━━━ Source records ━━━
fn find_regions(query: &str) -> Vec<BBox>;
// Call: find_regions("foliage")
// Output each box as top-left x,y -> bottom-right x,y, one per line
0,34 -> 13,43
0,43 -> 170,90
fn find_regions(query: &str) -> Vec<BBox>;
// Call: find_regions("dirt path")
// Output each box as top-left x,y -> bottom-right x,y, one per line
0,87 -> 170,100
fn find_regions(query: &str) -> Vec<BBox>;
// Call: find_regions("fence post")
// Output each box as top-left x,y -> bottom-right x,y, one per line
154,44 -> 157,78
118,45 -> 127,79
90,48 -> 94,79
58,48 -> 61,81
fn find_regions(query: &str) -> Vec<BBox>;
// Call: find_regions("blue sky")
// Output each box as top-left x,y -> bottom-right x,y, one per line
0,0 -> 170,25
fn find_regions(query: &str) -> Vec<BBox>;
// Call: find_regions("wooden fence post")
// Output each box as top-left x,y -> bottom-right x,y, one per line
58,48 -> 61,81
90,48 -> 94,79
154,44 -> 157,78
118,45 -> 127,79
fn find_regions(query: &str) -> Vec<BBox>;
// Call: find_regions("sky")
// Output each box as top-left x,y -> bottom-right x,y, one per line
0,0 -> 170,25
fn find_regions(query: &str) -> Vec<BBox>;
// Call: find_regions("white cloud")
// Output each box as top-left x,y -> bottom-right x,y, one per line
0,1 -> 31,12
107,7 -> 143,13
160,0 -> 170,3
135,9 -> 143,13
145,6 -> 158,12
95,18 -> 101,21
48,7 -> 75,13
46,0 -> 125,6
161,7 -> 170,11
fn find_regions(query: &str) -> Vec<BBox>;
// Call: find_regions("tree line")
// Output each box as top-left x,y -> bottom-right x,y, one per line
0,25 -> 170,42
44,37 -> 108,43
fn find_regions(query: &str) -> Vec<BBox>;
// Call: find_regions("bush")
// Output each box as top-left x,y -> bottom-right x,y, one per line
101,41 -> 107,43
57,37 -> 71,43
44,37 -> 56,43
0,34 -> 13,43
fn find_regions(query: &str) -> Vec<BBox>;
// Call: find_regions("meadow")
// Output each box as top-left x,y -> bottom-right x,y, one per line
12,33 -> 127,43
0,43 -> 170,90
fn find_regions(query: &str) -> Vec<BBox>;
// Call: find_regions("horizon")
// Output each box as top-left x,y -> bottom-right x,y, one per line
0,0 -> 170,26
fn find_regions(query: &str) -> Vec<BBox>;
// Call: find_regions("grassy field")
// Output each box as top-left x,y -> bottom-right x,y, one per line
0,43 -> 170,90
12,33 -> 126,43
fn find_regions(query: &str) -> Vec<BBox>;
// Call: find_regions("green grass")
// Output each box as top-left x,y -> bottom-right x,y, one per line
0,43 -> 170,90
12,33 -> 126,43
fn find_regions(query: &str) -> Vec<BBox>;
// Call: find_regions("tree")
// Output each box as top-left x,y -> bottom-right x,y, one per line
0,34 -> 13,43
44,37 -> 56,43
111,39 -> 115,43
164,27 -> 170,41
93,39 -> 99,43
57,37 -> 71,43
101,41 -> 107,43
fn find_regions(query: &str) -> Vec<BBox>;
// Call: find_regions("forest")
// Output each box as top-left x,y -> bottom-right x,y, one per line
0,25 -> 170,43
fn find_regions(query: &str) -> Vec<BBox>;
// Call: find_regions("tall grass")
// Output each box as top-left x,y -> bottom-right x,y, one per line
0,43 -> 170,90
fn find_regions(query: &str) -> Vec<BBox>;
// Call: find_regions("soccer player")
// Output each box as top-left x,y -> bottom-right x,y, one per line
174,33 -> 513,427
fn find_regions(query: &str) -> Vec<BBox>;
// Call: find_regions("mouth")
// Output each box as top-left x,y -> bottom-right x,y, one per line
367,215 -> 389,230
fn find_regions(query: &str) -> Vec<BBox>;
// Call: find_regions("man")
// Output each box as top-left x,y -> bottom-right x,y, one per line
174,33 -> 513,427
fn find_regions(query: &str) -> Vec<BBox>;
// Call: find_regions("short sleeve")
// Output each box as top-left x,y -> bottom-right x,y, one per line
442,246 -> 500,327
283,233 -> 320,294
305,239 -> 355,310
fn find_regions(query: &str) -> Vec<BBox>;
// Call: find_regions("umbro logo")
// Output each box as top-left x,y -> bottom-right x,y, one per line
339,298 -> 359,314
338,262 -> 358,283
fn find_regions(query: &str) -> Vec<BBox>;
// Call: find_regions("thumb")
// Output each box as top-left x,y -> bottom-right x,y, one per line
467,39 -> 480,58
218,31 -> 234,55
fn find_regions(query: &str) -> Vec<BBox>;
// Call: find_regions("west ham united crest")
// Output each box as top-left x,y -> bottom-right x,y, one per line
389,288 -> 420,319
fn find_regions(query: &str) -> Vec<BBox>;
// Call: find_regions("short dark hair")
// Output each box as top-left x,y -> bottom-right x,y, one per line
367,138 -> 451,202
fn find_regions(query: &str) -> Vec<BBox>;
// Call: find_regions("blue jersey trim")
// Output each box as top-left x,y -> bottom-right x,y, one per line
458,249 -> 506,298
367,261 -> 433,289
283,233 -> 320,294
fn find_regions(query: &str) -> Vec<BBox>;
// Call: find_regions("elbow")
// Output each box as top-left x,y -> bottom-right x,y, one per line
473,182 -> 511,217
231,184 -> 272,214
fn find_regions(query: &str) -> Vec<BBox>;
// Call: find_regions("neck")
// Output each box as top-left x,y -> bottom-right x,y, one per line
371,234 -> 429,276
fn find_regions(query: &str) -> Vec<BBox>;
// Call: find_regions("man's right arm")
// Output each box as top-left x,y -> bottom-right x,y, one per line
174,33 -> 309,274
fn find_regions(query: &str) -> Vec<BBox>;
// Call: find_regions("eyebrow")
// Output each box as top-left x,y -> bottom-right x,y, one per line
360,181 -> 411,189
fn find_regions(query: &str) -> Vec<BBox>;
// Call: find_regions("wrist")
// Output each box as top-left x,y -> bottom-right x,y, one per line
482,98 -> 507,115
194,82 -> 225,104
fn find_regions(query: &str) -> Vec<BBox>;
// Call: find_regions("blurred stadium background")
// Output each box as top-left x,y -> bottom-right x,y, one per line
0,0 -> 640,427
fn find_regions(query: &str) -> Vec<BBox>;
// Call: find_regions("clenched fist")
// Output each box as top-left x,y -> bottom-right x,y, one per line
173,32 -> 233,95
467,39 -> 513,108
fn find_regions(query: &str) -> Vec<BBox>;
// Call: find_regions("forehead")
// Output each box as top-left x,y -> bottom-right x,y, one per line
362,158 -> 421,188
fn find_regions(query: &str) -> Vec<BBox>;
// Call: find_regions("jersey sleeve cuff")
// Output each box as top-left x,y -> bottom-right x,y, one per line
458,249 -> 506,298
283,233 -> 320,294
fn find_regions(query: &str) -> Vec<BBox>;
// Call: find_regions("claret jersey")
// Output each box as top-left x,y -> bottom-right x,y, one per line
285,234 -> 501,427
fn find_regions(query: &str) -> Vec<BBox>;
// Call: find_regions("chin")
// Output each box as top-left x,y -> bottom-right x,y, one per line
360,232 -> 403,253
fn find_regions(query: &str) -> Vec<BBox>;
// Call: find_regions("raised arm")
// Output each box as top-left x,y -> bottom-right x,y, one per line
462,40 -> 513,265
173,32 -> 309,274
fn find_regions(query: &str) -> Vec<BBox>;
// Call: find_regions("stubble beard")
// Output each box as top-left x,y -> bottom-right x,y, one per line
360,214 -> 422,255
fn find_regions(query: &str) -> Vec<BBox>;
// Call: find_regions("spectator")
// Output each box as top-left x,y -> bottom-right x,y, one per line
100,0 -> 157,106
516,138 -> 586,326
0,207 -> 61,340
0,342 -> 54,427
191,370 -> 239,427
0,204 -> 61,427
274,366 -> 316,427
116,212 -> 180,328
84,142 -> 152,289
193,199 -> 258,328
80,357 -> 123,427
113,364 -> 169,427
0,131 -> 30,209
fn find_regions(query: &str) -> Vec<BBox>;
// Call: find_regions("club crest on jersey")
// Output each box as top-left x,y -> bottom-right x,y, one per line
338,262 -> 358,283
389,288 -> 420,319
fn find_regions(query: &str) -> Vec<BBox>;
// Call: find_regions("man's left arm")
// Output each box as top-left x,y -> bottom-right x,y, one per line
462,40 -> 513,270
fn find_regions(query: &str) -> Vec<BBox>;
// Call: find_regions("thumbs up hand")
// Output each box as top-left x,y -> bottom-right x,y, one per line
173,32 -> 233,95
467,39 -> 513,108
━━━
**Set task**
Rewrite the lines from the start of the entries through the line holding "0,87 -> 170,100", inclusive, changing each "Output" to "Return" and leaving everything else intact.

**Exercise result**
fn find_regions(query: &str) -> Vec<BBox>;
// Call: find_regions("foliage")
// Return each box as top-left x,y -> bottom-right x,y, one per line
0,34 -> 13,43
0,43 -> 170,90
fn find_regions(query: &str) -> Vec<BBox>;
// Call: find_regions("dirt path")
// Return each box as top-left x,y -> bottom-right x,y, one per line
0,87 -> 170,100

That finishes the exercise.